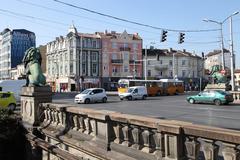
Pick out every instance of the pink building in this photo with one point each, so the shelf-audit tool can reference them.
(121, 57)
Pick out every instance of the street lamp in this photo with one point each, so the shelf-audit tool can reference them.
(232, 53)
(221, 33)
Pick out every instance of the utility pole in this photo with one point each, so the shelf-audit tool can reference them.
(232, 56)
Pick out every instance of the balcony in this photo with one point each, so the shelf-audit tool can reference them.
(118, 61)
(132, 62)
(125, 49)
(161, 67)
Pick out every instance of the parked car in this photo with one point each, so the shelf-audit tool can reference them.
(91, 95)
(136, 92)
(7, 100)
(216, 97)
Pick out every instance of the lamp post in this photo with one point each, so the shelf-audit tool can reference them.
(232, 53)
(221, 34)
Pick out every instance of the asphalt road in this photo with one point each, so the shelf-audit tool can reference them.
(168, 107)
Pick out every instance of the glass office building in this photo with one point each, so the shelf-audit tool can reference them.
(13, 44)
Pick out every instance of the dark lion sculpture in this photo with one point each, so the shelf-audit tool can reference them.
(32, 63)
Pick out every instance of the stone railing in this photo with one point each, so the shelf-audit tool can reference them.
(101, 134)
(236, 95)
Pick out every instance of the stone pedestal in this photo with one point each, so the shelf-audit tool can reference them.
(30, 99)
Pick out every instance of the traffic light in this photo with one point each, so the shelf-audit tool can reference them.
(181, 38)
(164, 36)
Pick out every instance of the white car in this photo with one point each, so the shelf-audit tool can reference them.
(91, 95)
(136, 92)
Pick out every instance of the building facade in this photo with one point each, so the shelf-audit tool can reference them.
(215, 58)
(183, 65)
(13, 45)
(74, 62)
(121, 57)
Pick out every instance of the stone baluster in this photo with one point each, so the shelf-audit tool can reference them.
(81, 124)
(230, 152)
(117, 130)
(49, 115)
(147, 136)
(75, 123)
(136, 137)
(125, 131)
(87, 125)
(56, 117)
(93, 124)
(64, 117)
(159, 144)
(60, 117)
(192, 148)
(210, 149)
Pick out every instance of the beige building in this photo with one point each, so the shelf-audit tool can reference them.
(237, 79)
(215, 58)
(163, 63)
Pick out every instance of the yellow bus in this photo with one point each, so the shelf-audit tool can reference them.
(154, 87)
(172, 86)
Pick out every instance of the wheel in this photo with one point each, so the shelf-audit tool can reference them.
(130, 98)
(87, 101)
(144, 97)
(217, 102)
(191, 100)
(11, 107)
(104, 100)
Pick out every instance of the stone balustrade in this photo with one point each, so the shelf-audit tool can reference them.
(101, 134)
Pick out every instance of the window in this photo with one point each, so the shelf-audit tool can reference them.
(183, 62)
(114, 45)
(126, 56)
(114, 56)
(125, 68)
(149, 73)
(170, 74)
(94, 56)
(94, 68)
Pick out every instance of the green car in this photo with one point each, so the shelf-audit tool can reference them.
(216, 97)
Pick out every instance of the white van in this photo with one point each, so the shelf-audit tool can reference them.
(14, 86)
(136, 92)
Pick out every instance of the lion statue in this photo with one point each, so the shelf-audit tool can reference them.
(32, 63)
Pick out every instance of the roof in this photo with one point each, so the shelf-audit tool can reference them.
(170, 52)
(216, 52)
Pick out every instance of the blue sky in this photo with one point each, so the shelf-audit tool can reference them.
(49, 19)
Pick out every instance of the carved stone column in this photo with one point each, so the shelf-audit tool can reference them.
(230, 152)
(210, 149)
(31, 97)
(192, 148)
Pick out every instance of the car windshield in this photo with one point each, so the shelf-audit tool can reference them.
(130, 90)
(86, 91)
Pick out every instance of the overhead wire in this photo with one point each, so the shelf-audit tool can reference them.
(129, 21)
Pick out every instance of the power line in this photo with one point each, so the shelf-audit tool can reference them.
(129, 21)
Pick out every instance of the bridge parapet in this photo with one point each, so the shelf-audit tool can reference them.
(101, 134)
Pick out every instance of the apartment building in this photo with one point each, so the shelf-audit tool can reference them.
(13, 44)
(121, 57)
(74, 61)
(163, 63)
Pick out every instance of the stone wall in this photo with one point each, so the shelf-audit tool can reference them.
(101, 134)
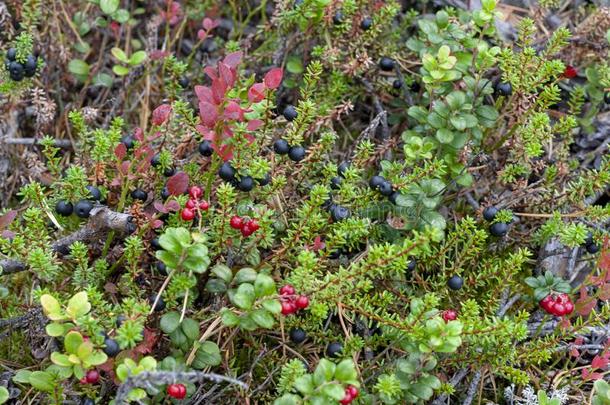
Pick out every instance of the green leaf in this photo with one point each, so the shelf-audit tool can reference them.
(78, 305)
(109, 6)
(170, 322)
(223, 272)
(263, 318)
(244, 297)
(137, 58)
(190, 327)
(42, 381)
(207, 355)
(120, 70)
(264, 285)
(245, 275)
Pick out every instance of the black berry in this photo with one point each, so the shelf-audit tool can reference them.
(504, 89)
(281, 147)
(366, 23)
(455, 282)
(139, 194)
(112, 347)
(296, 153)
(386, 64)
(83, 208)
(227, 172)
(290, 113)
(64, 208)
(128, 141)
(297, 335)
(489, 213)
(335, 182)
(339, 213)
(333, 349)
(95, 192)
(205, 148)
(385, 188)
(498, 229)
(246, 183)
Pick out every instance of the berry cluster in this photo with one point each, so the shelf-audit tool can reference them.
(194, 204)
(246, 226)
(18, 70)
(291, 302)
(498, 228)
(177, 391)
(295, 153)
(557, 304)
(245, 183)
(351, 393)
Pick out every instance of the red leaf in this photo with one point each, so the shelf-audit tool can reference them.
(178, 183)
(273, 78)
(6, 219)
(233, 59)
(599, 362)
(161, 114)
(204, 93)
(208, 114)
(253, 125)
(256, 94)
(120, 151)
(208, 24)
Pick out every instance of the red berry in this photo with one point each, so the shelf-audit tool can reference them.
(195, 192)
(287, 290)
(92, 376)
(177, 391)
(246, 229)
(236, 222)
(302, 302)
(288, 308)
(449, 315)
(570, 72)
(187, 214)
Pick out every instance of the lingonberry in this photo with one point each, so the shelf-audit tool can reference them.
(287, 290)
(281, 147)
(333, 349)
(236, 222)
(498, 229)
(187, 214)
(227, 172)
(504, 89)
(302, 302)
(246, 183)
(83, 208)
(290, 113)
(455, 282)
(64, 208)
(139, 194)
(386, 64)
(205, 148)
(177, 391)
(490, 213)
(92, 376)
(449, 315)
(366, 23)
(111, 347)
(95, 192)
(297, 335)
(195, 192)
(296, 153)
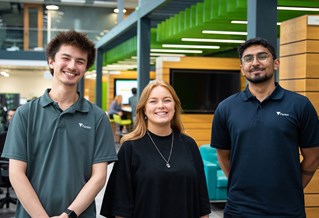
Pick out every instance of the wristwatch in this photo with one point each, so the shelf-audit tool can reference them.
(71, 213)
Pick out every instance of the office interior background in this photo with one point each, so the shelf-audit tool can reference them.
(26, 27)
(150, 39)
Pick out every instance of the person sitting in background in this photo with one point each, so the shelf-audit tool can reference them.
(116, 106)
(159, 172)
(133, 102)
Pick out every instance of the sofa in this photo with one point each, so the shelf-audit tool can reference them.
(215, 177)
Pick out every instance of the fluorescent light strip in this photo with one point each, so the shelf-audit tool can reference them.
(73, 1)
(52, 7)
(212, 40)
(191, 46)
(282, 8)
(167, 55)
(224, 32)
(103, 3)
(177, 51)
(239, 21)
(246, 22)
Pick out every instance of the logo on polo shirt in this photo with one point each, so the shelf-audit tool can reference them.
(84, 126)
(282, 114)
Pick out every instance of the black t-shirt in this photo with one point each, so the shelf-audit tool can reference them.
(141, 186)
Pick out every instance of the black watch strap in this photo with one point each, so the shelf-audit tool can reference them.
(71, 213)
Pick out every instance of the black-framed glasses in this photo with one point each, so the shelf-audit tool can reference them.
(261, 56)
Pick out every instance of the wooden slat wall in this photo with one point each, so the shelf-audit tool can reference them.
(299, 55)
(123, 75)
(198, 126)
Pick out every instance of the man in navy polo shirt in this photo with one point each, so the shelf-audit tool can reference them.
(258, 134)
(59, 145)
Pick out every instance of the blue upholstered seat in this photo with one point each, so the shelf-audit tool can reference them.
(215, 177)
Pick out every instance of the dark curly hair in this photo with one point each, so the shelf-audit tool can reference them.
(256, 41)
(77, 39)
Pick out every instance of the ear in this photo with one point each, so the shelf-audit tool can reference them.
(241, 70)
(276, 64)
(50, 62)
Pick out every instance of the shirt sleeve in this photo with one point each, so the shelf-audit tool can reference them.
(220, 137)
(118, 196)
(16, 139)
(309, 126)
(104, 142)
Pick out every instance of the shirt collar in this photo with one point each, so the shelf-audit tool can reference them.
(81, 105)
(277, 94)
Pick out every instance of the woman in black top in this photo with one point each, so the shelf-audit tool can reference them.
(159, 173)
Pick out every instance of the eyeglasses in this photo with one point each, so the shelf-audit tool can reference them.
(262, 56)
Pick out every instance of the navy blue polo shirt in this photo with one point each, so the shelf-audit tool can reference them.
(264, 138)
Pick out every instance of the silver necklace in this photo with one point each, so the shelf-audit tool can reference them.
(170, 153)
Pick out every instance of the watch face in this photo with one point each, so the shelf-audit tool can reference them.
(71, 213)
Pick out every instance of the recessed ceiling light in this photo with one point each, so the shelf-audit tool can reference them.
(224, 32)
(52, 7)
(191, 46)
(296, 9)
(167, 55)
(4, 73)
(213, 40)
(239, 21)
(116, 10)
(176, 51)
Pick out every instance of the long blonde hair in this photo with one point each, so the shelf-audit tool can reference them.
(140, 126)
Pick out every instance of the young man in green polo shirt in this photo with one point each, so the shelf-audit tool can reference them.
(59, 144)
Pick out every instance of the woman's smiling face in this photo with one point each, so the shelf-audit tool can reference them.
(160, 108)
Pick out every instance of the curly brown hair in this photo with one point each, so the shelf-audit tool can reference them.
(71, 37)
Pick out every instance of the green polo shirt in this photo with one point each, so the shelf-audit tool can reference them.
(59, 148)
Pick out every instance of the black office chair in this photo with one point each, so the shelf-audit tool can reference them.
(4, 177)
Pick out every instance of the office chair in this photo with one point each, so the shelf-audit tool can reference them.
(4, 177)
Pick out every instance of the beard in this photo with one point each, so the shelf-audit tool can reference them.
(259, 78)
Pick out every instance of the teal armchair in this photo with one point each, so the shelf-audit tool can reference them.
(215, 177)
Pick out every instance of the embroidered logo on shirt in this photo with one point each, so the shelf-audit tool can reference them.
(85, 127)
(282, 114)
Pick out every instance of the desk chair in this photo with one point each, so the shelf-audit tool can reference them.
(4, 177)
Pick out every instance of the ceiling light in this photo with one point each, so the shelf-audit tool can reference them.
(246, 22)
(296, 9)
(167, 55)
(105, 4)
(191, 46)
(116, 10)
(4, 73)
(213, 40)
(73, 1)
(239, 21)
(224, 32)
(177, 51)
(52, 7)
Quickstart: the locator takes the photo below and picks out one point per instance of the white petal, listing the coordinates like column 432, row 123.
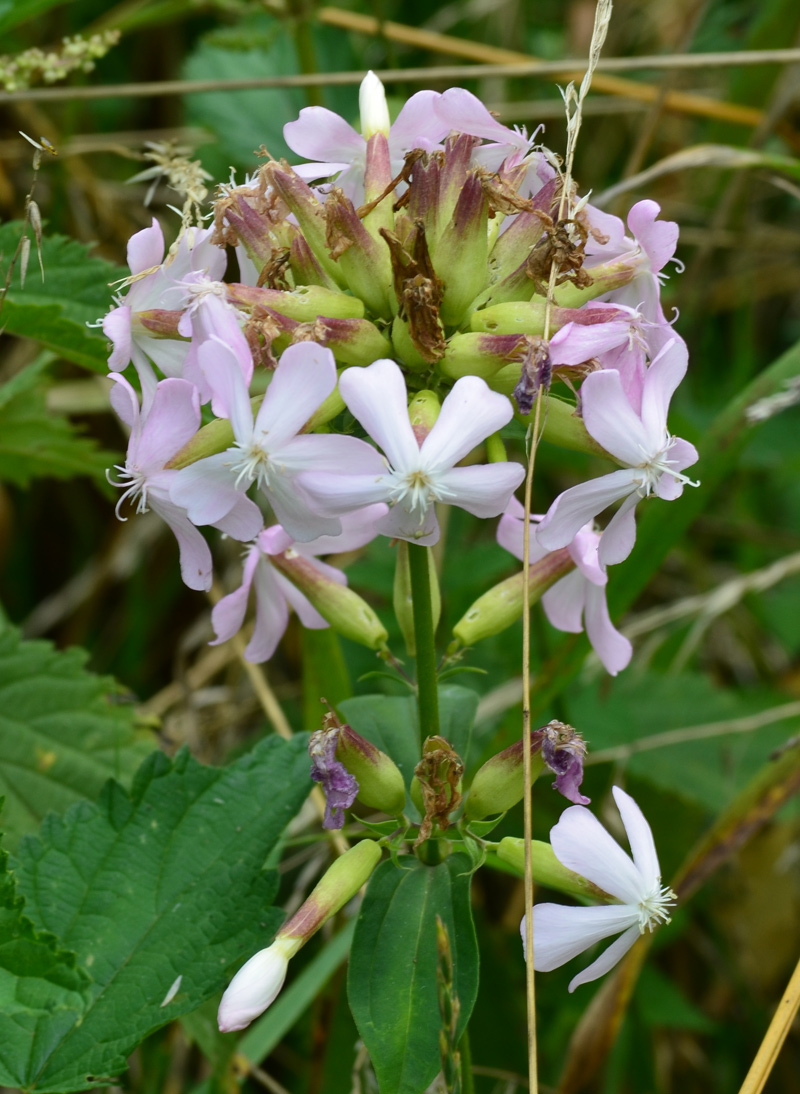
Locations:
column 482, row 489
column 580, row 504
column 470, row 414
column 607, row 959
column 639, row 836
column 378, row 397
column 581, row 844
column 561, row 932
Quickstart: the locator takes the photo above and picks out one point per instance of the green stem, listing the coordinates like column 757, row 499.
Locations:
column 427, row 694
column 467, row 1080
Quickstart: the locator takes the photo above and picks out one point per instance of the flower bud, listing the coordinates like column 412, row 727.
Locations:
column 502, row 605
column 546, row 869
column 372, row 107
column 347, row 613
column 499, row 783
column 256, row 985
column 380, row 780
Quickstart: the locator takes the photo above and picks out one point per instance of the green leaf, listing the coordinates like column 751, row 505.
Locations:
column 392, row 981
column 62, row 732
column 55, row 312
column 38, row 980
column 34, row 442
column 164, row 883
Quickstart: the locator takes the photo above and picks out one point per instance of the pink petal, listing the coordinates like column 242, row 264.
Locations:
column 146, row 248
column 618, row 538
column 228, row 614
column 607, row 959
column 470, row 414
column 173, row 419
column 658, row 239
column 613, row 649
column 613, row 422
column 580, row 504
column 561, row 932
column 319, row 134
column 482, row 489
column 564, row 603
column 304, row 377
column 639, row 835
column 581, row 844
column 377, row 397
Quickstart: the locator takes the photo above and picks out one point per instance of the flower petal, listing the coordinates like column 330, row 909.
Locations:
column 607, row 959
column 377, row 396
column 561, row 932
column 639, row 835
column 470, row 414
column 581, row 844
column 580, row 504
column 482, row 489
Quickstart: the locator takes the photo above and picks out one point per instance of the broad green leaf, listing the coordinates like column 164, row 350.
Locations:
column 37, row 979
column 392, row 977
column 164, row 883
column 55, row 312
column 62, row 732
column 35, row 442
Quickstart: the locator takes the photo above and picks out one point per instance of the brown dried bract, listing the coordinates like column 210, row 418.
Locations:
column 439, row 771
column 418, row 291
column 558, row 247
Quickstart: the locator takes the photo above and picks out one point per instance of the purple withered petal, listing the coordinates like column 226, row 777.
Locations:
column 563, row 753
column 338, row 786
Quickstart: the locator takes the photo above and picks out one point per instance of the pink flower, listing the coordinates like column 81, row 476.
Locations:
column 652, row 460
column 172, row 419
column 269, row 450
column 275, row 593
column 581, row 844
column 151, row 278
column 578, row 598
column 413, row 477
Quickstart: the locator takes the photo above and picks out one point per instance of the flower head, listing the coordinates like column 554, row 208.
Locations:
column 582, row 845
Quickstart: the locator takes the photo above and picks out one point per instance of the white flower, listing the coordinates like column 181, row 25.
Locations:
column 581, row 844
column 256, row 985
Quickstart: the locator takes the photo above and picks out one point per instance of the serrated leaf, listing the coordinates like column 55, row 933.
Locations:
column 55, row 312
column 61, row 732
column 392, row 981
column 37, row 979
column 164, row 883
column 34, row 442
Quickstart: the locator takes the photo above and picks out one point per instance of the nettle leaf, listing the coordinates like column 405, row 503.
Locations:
column 62, row 734
column 392, row 977
column 55, row 312
column 35, row 442
column 146, row 888
column 38, row 980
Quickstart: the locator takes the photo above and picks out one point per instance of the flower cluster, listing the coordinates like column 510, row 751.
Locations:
column 408, row 263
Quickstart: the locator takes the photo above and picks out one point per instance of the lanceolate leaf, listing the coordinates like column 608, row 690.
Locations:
column 392, row 978
column 62, row 734
column 162, row 884
column 55, row 312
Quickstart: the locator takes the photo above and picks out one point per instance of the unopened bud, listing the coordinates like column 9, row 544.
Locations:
column 502, row 605
column 380, row 780
column 347, row 613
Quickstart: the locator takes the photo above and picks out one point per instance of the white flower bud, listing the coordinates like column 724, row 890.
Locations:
column 372, row 106
column 256, row 985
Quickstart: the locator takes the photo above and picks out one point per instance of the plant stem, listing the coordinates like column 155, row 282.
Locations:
column 427, row 694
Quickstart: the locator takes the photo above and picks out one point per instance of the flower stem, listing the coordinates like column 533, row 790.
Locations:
column 427, row 694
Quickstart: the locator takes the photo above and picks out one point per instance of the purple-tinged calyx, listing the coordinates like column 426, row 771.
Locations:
column 338, row 786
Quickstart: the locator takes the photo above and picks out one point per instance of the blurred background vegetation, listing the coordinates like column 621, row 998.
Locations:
column 716, row 626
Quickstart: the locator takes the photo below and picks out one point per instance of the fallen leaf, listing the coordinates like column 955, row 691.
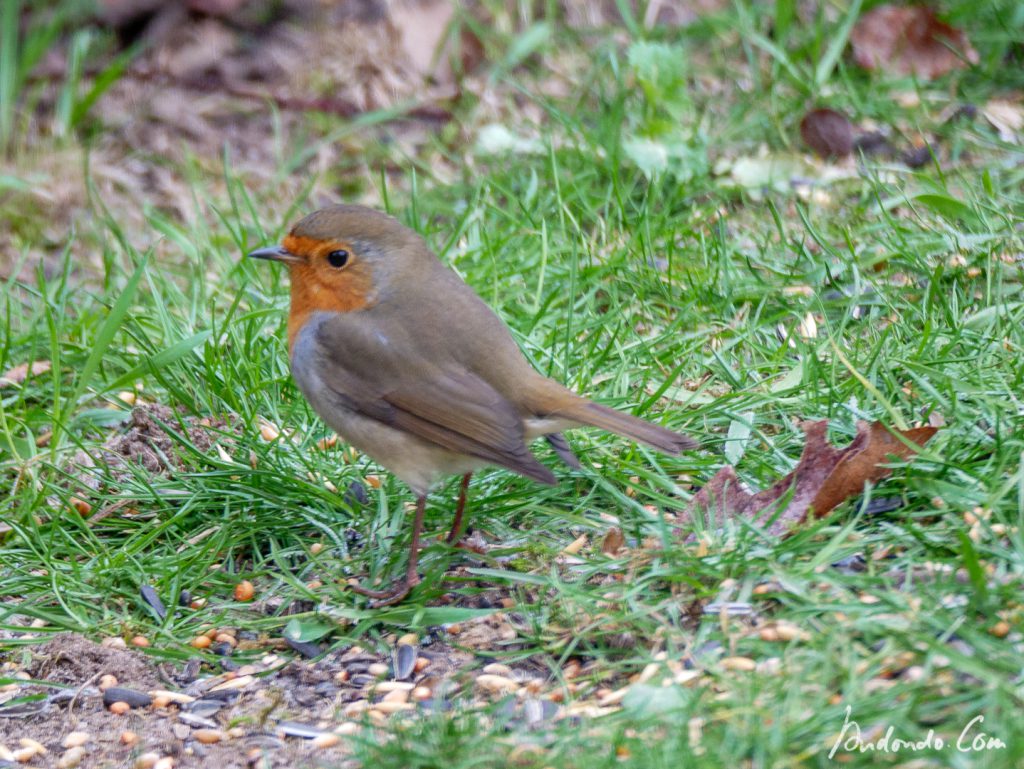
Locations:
column 909, row 41
column 827, row 132
column 422, row 28
column 1007, row 118
column 822, row 479
column 19, row 373
column 612, row 542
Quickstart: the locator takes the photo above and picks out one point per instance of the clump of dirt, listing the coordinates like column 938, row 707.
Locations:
column 68, row 658
column 146, row 441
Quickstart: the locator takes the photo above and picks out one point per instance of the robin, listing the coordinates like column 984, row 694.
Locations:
column 408, row 364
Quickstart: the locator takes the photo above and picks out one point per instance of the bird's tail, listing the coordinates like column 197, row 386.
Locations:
column 576, row 409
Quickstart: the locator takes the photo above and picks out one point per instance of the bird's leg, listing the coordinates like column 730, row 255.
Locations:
column 400, row 589
column 456, row 531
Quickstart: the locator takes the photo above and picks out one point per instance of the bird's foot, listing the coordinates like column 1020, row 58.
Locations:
column 471, row 543
column 395, row 594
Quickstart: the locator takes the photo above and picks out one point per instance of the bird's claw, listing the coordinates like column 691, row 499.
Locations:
column 395, row 594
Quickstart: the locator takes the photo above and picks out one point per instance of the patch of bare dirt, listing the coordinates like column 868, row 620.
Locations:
column 269, row 712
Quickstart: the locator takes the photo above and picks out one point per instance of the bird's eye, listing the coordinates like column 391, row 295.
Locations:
column 338, row 258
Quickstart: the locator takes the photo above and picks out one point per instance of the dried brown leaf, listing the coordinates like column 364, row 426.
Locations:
column 827, row 132
column 822, row 479
column 19, row 373
column 909, row 41
column 612, row 542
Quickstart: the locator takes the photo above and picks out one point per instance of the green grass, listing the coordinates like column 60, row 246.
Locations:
column 675, row 294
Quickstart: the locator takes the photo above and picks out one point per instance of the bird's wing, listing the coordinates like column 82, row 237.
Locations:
column 373, row 369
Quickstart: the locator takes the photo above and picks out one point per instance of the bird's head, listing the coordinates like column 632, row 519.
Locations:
column 343, row 258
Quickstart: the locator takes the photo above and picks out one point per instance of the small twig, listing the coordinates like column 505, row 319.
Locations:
column 74, row 699
column 107, row 511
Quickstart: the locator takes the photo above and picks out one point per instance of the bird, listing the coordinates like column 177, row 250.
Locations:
column 406, row 362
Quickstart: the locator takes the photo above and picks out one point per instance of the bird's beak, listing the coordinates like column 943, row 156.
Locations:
column 274, row 253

- - -

(Exercise details)
Find "364, row 426." in the data above, then repeat that line and all lines after it exactly, ending with the final line.

(Full solution)
Quickstart: the locator takes the photo above and picks out one point per instance of the dried brown leaf, listing the coordinates like column 364, row 426.
Locations:
column 827, row 132
column 822, row 479
column 19, row 373
column 909, row 41
column 612, row 542
Quickstart: the locator takes the photo above and picks out one point per instance of the green grass, listing the coordinates like column 60, row 246.
Locations:
column 675, row 294
Quickstart: the locator takes the photo above and picks out one point per instance of the bird's wing, listing the coordinates like column 82, row 237.
Locations:
column 373, row 369
Quickstart: the locator takes the photo above and picks out one point per instance of the bird's head, listing the coordinates like column 632, row 519.
Locations:
column 343, row 258
Quickstart: the locator takes the photo above and picks out one point per instance of the small twig, listing the coordinates like column 505, row 319.
Locations:
column 74, row 699
column 107, row 511
Quickstart: the locator takes the photo above and picks out one point per instance of the bird, listing the coordinates like column 177, row 250.
Locations:
column 406, row 362
Quickstart: the locator takes the photo above and picks out one point per instance of the bird's beak, listing the coordinates like column 943, row 156.
Locations:
column 274, row 253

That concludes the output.